━━ Text section ━━
Some people say making art is easy and anyone could do it. Usually, these aren’t the type of people I become friends with. Still, I was a bit shocked to hear of a hog in South Africa making a splash in the art world. Her name? Wait for it … yes … it’s Pigcasso. Her owner, Joan Lefson, gave the sow several toys to play with, including a paintbrush. After Pigcasso picked up the brush and was given paints and a canvas to work with, she soon started creating colorful avant-garde pieces.

It has to be noted the style is rather abstract and might require an art degree to unpack its layered meanings. To protect her work against imitators, she authenticates the paintings by stamping her snout on them. And what do these paintings sell for? Wait for it … yes … the equivalent of about $3,000 U.S. dollars.

In the ’50s, several researchers wanted to explore the nature of humans’ innate relationship to art and to do so catalogued hundreds of paintings by primates. They found that many of the monkey painters developed more sophisticated art over time, leading researchers to believe humans, therefore, have abstract creativity as part of their evolutionary makeup. In the 1960s, it was even popular to include monkey paintings in modern museums of art.
━━━
• _Required action 1_
Please retype the Pigcasso passage word for word, beginning at the words "Some people say" and stopping after the words "about $3,000 U.S. dollars.".
• _Required action 2_
Decide whether each statement agrees with the Pigcasso passage, answering yes or no and quoting the words that settle it: (a) Pigcasso's owner is Joan Lefson. (b) Pigcasso marks her paintings as genuine by stamping them with her hoof. (c) Researchers found that many monkey painters produced more sophisticated art over time.
The records are separate material, unrelated to the Pigcasso passage.
━━ Available data ━━
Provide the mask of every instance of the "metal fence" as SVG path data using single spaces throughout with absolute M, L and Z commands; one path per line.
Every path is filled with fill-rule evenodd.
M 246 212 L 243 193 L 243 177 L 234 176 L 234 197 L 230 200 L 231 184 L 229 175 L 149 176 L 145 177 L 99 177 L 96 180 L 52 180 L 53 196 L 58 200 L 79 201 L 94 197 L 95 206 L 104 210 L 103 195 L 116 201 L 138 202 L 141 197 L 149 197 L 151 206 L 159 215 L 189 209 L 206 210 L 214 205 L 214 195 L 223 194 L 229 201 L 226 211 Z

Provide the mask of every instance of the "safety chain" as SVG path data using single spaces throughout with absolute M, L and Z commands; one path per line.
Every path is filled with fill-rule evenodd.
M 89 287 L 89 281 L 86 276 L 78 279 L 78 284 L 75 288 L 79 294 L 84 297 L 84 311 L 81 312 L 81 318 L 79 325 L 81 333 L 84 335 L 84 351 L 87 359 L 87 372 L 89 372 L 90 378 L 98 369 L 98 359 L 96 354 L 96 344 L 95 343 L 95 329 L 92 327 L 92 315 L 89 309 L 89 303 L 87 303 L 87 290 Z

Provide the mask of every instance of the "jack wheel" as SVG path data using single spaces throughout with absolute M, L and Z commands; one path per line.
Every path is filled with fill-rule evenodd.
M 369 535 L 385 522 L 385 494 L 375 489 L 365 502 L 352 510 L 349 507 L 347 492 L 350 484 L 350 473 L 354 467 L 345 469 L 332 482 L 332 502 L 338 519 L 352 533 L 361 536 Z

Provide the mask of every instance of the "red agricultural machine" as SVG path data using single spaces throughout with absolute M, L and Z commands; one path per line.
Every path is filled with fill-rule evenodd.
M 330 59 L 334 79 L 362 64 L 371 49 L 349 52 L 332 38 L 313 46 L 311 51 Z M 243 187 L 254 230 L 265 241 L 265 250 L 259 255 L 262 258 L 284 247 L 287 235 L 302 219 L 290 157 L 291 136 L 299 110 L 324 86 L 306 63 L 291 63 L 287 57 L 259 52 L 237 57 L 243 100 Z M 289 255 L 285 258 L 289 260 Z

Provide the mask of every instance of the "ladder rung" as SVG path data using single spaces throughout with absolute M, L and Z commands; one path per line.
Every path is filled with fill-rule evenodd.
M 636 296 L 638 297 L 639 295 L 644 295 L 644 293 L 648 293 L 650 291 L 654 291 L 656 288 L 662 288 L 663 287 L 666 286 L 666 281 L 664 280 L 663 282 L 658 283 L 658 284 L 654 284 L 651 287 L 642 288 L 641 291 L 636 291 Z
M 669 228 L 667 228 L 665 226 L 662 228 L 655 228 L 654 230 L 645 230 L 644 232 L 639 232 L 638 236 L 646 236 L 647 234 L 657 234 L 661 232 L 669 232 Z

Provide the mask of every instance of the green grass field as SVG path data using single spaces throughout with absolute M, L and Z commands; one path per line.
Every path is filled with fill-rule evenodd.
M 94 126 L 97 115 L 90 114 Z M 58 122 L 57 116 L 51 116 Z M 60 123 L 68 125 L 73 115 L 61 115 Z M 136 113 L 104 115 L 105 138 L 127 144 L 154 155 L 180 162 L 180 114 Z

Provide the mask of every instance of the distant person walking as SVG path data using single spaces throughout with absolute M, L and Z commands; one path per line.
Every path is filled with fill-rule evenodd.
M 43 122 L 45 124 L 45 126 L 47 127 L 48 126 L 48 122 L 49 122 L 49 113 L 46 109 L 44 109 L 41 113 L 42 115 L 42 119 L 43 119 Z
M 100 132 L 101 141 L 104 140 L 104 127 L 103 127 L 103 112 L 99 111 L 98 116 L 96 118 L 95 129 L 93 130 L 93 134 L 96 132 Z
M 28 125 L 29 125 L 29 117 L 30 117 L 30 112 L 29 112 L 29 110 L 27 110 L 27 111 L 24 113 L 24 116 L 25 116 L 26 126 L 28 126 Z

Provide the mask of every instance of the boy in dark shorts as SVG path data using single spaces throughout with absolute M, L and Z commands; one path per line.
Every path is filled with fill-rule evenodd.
━━━
• _Answer 1_
Some people say making art is easy and anyone could do it. Usually, these aren’t the type of people I become friends with. Still, I was a bit shocked to hear of a hog in South Africa making a splash in the art world. Her name? Wait for it … yes … it’s Pigcasso. Her owner, Joan Lefson, gave the sow several toys to play with, including a paintbrush. After Pigcasso picked up the brush and was given paints and a canvas to work with, she soon started creating colorful avant-garde pieces.

It has to be noted the style is rather abstract and might require an art degree to unpack its layered meanings. To protect her work against imitators, she authenticates the paintings by stamping her snout on them. And what do these paintings sell for? Wait for it … yes … the equivalent of about $3,000 U.S. dollars.

• _Answer 2_
(a) Yes: "Her owner, Joan Lefson, gave the sow several toys to play with"
(b) No: "she authenticates the paintings by stamping her snout on them"
(c) Yes: "many of the monkey painters developed more sophisticated art over time"